Source material
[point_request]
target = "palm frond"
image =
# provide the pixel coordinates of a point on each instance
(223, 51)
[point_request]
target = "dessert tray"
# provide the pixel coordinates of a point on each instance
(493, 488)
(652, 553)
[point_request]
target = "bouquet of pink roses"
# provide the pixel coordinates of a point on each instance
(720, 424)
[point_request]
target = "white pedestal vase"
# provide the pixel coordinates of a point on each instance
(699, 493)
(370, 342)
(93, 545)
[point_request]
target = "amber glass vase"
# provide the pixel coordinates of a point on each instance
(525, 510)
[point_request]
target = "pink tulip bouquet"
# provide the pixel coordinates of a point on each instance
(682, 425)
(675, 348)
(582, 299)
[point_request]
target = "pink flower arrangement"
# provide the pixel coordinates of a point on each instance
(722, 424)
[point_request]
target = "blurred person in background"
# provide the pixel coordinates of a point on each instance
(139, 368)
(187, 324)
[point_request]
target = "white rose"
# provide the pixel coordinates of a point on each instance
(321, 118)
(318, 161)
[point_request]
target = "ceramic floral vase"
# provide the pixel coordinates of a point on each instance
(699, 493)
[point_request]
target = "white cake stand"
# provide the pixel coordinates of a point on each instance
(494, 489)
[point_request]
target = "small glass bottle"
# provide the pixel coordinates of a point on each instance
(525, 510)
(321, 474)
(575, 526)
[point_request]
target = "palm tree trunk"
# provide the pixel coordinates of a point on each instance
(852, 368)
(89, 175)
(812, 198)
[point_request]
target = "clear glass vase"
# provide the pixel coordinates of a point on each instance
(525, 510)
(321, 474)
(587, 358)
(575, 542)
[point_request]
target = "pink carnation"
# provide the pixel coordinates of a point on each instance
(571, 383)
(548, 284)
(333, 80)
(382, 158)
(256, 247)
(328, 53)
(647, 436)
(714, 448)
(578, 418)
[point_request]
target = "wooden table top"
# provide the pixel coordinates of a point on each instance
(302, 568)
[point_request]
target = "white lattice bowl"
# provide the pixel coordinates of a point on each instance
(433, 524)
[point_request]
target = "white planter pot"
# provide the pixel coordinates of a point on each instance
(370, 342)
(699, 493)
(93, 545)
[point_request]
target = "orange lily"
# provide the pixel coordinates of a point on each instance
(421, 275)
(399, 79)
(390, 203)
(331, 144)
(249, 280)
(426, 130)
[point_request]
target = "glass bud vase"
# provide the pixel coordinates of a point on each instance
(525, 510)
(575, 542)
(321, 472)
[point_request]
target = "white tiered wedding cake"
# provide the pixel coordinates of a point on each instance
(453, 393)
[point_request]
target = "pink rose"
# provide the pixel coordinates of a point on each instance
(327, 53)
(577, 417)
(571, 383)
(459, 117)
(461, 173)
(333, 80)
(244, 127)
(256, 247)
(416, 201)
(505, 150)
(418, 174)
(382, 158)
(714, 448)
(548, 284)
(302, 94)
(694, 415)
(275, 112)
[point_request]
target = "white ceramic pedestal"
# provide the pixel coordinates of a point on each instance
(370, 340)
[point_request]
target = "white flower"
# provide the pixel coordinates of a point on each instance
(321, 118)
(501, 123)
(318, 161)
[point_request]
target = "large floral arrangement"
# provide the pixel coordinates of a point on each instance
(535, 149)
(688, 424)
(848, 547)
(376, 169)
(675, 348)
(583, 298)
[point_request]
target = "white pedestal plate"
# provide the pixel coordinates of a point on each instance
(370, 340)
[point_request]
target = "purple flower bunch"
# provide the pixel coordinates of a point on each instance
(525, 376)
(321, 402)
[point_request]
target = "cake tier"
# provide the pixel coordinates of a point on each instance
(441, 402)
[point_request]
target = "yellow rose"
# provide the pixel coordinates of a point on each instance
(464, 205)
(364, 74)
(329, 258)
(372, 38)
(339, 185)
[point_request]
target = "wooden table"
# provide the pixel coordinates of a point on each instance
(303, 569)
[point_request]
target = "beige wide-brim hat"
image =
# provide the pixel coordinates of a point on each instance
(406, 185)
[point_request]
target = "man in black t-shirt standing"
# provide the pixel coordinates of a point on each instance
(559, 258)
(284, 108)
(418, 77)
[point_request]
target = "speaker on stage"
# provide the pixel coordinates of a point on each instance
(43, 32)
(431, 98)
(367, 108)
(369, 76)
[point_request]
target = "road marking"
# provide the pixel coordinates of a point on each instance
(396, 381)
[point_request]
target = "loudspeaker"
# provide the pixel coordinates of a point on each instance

Set exercise
Find every line in the listing above that contains the word "white", and copy each of those lines.

Result for this exercise
target = "white pedestal vase"
target = "white rose"
target = "white cake stand"
target = "white lattice bowl"
target = "white planter pot"
target = "white tiered wedding cake"
target = "white ceramic pedestal"
target = "white flower"
target = "white pedestal plate"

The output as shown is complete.